** START OF PROVIDED INFORMATION **

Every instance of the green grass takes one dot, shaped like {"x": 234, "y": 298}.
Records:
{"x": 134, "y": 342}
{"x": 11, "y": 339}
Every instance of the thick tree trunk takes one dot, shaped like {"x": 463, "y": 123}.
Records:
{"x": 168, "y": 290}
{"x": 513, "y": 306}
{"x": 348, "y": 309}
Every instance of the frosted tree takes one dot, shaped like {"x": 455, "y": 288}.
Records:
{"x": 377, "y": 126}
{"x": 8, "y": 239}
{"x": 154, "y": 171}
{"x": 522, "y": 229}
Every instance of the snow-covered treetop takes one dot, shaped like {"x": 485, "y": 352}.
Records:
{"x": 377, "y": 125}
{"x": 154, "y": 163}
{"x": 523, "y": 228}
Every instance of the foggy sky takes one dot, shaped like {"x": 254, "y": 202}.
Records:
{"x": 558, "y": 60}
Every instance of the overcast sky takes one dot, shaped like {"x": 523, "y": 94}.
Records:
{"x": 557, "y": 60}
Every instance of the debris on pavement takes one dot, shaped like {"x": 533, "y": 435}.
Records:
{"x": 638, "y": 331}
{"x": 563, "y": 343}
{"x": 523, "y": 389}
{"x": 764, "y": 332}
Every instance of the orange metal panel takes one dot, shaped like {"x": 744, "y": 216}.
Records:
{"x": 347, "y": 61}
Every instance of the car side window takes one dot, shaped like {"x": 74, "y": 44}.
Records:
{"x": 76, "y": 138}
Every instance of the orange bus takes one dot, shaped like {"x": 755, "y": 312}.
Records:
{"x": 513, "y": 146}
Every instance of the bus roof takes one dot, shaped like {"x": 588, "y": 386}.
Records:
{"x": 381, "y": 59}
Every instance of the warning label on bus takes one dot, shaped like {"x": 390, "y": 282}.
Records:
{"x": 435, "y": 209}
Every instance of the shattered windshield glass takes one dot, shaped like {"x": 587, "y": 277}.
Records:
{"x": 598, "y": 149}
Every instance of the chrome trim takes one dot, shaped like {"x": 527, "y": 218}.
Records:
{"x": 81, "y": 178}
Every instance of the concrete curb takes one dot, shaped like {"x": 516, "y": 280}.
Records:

** END OF PROVIDED INFORMATION **

» **THE PROBLEM**: Reproduce the whole listing word for word.

» **RESULT**:
Every instance of the green grass takes one dot, shaped like {"x": 234, "y": 298}.
Records:
{"x": 134, "y": 342}
{"x": 11, "y": 339}
Every instance of the thick tree trunk takes one dot, shaped like {"x": 463, "y": 123}.
Records:
{"x": 168, "y": 290}
{"x": 513, "y": 306}
{"x": 348, "y": 309}
Every instance of the frosted tree takes one dot, shaped like {"x": 455, "y": 288}.
Records:
{"x": 377, "y": 126}
{"x": 8, "y": 239}
{"x": 154, "y": 171}
{"x": 522, "y": 229}
Every instance of the snow-covered treetop takes one dot, shaped like {"x": 485, "y": 352}.
Records:
{"x": 377, "y": 125}
{"x": 154, "y": 163}
{"x": 523, "y": 228}
Every instance of the foggy sky takes one dot, shaped like {"x": 254, "y": 202}.
Records:
{"x": 558, "y": 60}
Every instance of the overcast sky takes one dot, shaped like {"x": 523, "y": 94}.
Records:
{"x": 557, "y": 60}
Every instance of the debris on pavement takes one dot, shaped like {"x": 533, "y": 435}.
Records:
{"x": 638, "y": 331}
{"x": 563, "y": 343}
{"x": 523, "y": 389}
{"x": 764, "y": 332}
Every instance of the orange metal panel takes one dot, shaped like {"x": 744, "y": 216}.
Records:
{"x": 347, "y": 61}
Every instance of the car side window takes one dot, shaped like {"x": 74, "y": 44}.
Records:
{"x": 76, "y": 138}
Every instance of the orange bus takes one dot, shaped like {"x": 755, "y": 312}.
Records:
{"x": 513, "y": 146}
Every instance of the bus roof takes one dot, shaped like {"x": 588, "y": 386}.
Records:
{"x": 381, "y": 59}
Every instance of the warning label on bus takes one dot, shaped like {"x": 390, "y": 282}.
Records:
{"x": 435, "y": 209}
Every instance of the shattered windshield glass takes one dot, shaped like {"x": 587, "y": 277}.
Records:
{"x": 598, "y": 149}
Every instance of the chrome trim takes one dot, shaped like {"x": 527, "y": 218}.
Records:
{"x": 81, "y": 178}
Every instance of the concrete curb takes one dot, shaped like {"x": 516, "y": 280}.
Records:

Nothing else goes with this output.